INSTRUÇÕES DA TAREFA
Dê continuidade ao texto sobre o tratamento da esquizofrenia, começando logo depois da última frase mostrada.

TRECHO APRESENTADO
★ ★ ★

O assassinato do cineasta Eduardo Coutinho, no dia 2 de fevereiro, reabriu na sociedade uma discussão: o tratamento da esquizofrenia. Coutinho foi morto pelo filho que sofre com a doença e confessou ter esfaqueado o pai e a mãe – que sobreviveu -, além de ter dado golpes em si mesmo.
Não se pode afirmar que o fato foi causado pela doença e nem que Daniel Coutinho estaria em “surto” no momento do crime. Vale, entretanto, explicar a importância do acompanhamento psicológico dos portadores da esquizofrenia e frisar que a internação não é necessariamente o caminho. O tratamento deve ser realizado respeitando as diretrizes da Lei 10.216/2001, que preconiza o cuidado em meio aberto, sendo a internação o último recurso.

★ ★ ★

MATERIAL FORNECIDO
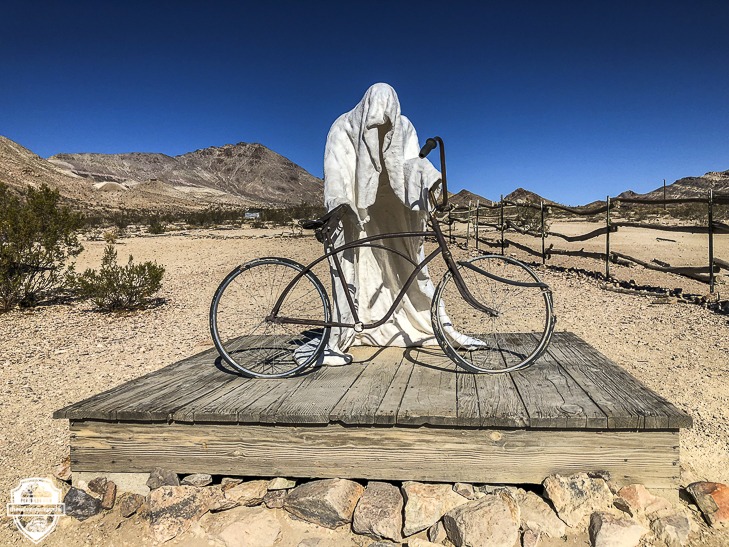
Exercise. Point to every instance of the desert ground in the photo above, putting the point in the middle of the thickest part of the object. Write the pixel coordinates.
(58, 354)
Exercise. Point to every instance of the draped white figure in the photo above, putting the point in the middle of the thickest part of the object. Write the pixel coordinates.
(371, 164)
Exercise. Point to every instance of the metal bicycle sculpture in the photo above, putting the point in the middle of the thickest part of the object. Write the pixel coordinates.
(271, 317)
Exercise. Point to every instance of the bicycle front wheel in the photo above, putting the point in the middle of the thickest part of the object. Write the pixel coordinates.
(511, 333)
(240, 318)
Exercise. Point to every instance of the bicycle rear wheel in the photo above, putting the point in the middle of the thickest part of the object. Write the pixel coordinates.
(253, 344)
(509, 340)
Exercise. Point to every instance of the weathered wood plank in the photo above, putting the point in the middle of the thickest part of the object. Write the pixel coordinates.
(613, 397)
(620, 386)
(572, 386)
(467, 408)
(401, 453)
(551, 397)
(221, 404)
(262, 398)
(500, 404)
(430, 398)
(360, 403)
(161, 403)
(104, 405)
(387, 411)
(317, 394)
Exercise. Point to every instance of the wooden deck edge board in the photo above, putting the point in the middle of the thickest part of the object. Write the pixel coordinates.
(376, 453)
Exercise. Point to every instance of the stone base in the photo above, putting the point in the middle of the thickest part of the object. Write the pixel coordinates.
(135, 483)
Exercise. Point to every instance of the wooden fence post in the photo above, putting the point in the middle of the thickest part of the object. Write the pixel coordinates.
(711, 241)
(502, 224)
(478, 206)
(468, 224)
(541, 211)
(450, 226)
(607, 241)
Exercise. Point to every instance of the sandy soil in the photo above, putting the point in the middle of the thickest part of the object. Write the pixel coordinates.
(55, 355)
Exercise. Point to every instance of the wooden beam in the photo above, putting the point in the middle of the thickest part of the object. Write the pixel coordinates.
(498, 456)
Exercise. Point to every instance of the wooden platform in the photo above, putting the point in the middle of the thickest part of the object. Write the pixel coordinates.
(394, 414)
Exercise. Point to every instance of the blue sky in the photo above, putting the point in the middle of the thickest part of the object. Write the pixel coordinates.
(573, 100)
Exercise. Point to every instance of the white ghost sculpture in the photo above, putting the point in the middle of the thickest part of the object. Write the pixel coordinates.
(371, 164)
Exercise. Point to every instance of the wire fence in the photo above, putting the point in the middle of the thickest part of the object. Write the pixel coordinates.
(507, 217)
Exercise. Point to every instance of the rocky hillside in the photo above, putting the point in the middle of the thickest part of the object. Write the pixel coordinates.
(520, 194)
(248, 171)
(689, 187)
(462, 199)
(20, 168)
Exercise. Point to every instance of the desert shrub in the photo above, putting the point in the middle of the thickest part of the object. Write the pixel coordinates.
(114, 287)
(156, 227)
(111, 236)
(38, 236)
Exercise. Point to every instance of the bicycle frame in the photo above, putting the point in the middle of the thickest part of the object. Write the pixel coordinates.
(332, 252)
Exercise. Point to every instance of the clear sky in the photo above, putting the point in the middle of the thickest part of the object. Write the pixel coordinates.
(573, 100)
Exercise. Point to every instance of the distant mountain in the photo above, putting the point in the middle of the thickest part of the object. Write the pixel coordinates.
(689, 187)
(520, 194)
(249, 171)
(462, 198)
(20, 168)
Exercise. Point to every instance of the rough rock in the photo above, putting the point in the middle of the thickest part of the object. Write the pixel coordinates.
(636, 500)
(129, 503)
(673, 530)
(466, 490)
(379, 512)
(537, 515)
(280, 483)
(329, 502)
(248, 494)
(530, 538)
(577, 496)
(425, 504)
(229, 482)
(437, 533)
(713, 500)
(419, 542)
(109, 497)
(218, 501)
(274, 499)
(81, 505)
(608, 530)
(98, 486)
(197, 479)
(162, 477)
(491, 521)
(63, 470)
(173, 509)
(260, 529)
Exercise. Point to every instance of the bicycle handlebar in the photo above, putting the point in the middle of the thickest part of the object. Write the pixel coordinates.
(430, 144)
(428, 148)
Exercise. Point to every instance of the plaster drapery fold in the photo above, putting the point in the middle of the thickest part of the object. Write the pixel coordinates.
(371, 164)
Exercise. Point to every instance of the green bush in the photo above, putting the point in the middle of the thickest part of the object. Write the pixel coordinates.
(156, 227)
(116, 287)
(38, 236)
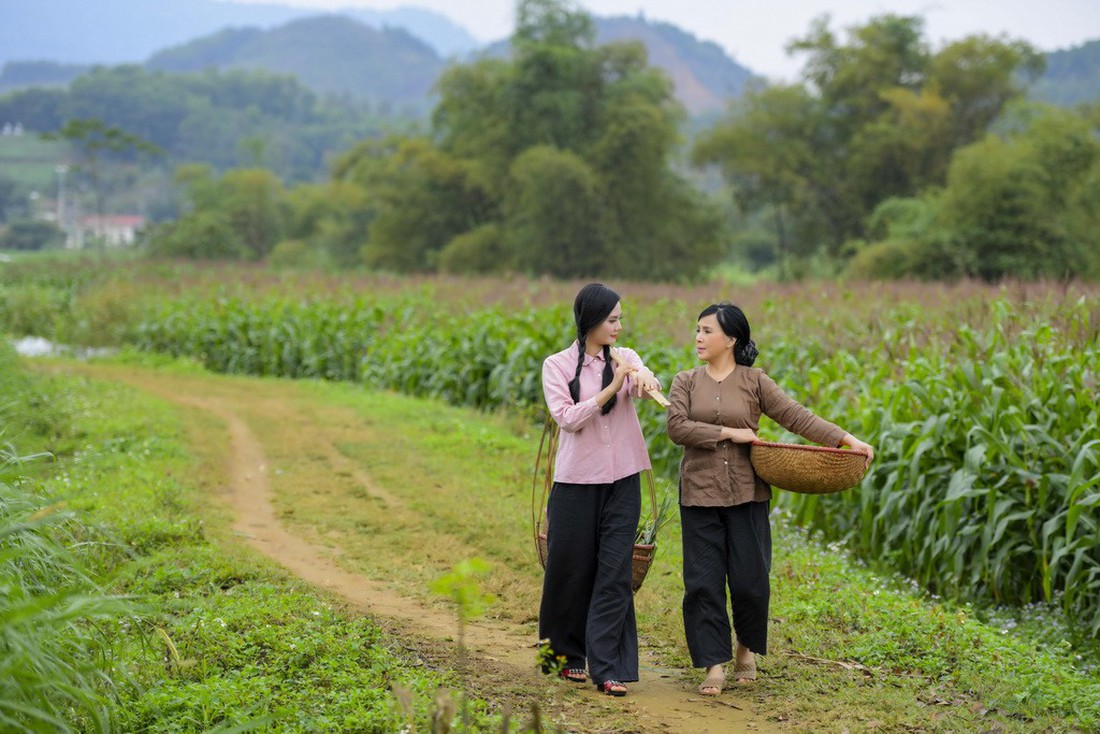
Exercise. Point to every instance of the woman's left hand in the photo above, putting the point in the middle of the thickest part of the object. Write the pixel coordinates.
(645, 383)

★ ★ ★

ESPAÇO DE RESPOSTA
A discussão acerca do tema “saúde mental” é complexa e exige constantes reflexões de todos os atores envolvidos: instituições públicas, famílias, sociedade. É preciso desconstruir mitos que envolvem a doença mental e abrir espaços para reflexão, de forma a construir alternativas à internação.
Historicamente, o Movimento da Luta Antimanicomial teve início nos anos 1970 com o objetivo de combater as verdadeiras barbáries que aconteciam nos hospitais psiquiátricos – instituições criadas para ocultar transtornos de conduta e do pensamento.
A reforma psiquiátrica questionou o modelo de instituição asilar, restritiva e segregatória, na qual prevalecia o saber médico e a adoção de práticas focadas na moderação de comportamentos excêntricos.
Nesse contexto de violação dos direitos humanos, buscou-se pensar em uma política de atenção à saúde mental constituída por uma rede comunitária de cuidados, guiada pela lógica da inclusão e da reinserção social, humanizando a assistência. Ademais, procurou-se incentivar a adoção de alternativas terapêuticas, não apenas medicamentosas, em prol da reabilitação ativa dos doentes mentais.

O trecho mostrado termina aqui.